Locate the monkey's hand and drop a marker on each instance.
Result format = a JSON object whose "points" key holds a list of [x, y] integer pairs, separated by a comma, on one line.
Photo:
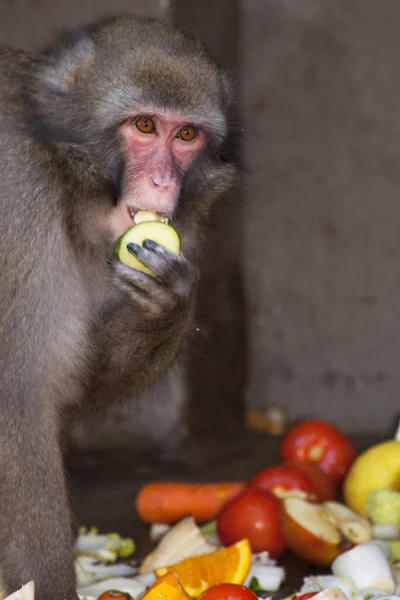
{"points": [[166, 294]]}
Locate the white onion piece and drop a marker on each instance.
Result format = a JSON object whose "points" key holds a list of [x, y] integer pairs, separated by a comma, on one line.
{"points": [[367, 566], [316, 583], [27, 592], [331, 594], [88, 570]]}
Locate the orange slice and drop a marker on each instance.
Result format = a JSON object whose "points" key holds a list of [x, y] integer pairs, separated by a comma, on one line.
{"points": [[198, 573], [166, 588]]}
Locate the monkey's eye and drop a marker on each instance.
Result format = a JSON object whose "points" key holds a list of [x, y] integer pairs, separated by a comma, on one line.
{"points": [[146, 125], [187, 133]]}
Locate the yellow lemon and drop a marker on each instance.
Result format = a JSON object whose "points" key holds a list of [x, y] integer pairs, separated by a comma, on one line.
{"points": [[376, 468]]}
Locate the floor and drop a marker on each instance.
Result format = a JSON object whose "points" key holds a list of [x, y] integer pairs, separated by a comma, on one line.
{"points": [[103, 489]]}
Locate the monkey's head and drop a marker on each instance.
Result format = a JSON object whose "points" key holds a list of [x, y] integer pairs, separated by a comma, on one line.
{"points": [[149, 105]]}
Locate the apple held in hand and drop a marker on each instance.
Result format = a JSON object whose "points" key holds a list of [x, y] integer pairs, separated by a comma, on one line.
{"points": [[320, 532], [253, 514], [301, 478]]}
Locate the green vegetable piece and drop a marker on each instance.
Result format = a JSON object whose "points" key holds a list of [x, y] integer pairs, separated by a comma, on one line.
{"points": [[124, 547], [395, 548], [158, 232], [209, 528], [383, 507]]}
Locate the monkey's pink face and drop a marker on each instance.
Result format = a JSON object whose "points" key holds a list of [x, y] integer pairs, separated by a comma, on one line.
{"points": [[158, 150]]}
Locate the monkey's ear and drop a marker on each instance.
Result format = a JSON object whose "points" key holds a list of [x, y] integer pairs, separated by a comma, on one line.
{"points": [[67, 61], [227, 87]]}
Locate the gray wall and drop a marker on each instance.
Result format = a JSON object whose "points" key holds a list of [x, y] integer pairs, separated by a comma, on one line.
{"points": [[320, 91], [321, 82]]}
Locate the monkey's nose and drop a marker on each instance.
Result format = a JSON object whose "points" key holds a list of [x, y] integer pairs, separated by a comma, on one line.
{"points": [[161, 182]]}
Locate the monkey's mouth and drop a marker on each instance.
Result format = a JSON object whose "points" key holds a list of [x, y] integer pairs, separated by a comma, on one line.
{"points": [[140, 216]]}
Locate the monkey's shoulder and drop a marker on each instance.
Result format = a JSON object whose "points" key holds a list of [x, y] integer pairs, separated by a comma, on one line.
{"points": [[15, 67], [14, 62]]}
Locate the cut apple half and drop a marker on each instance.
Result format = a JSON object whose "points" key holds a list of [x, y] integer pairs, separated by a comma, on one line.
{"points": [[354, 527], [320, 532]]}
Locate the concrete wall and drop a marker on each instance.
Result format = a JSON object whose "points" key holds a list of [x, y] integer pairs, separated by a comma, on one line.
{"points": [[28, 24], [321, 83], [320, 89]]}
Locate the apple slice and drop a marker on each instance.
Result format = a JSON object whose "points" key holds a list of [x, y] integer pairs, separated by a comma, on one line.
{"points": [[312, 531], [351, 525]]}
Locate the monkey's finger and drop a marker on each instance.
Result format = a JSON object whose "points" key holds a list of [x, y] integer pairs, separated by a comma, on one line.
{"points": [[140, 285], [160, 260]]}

--

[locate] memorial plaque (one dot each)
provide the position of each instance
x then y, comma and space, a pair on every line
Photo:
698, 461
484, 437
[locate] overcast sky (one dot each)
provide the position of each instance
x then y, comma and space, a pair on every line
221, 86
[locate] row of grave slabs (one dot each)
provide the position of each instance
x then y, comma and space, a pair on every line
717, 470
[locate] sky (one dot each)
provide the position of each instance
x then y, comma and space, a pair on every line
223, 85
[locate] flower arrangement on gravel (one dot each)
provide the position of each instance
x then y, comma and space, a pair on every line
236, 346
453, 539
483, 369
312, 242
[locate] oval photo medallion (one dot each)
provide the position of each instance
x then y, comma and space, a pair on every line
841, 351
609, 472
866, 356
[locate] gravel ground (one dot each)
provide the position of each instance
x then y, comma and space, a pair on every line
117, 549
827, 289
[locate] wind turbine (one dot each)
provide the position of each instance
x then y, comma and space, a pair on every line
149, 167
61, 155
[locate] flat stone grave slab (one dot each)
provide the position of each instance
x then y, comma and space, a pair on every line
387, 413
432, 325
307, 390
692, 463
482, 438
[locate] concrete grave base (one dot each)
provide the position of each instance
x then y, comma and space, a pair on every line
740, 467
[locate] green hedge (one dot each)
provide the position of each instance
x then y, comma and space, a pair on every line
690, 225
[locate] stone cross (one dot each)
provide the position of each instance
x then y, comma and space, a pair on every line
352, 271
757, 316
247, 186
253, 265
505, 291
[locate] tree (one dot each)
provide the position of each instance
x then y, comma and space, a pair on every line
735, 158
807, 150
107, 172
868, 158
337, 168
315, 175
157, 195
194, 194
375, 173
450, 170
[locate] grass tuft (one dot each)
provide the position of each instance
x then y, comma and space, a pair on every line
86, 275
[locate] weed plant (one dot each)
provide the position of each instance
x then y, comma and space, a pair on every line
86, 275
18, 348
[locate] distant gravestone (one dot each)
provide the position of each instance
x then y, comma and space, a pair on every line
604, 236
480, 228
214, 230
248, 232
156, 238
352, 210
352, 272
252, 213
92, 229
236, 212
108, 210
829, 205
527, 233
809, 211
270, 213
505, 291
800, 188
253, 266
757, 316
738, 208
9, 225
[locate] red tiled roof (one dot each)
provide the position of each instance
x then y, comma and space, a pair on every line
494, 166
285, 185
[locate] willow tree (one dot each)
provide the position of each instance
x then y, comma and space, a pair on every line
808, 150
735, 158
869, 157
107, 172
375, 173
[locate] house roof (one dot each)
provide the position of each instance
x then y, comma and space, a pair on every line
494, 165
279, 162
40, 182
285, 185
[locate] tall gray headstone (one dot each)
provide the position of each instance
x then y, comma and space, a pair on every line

--

**YOUR TASK**
Only lines that hold the string "piece" belong in the answer, so copy every one of them from the records.

**OUTPUT BELOW**
Locate the white onion piece and drop a marker on each instance.
Locate the green vegetable piece and drop a marker on each instance.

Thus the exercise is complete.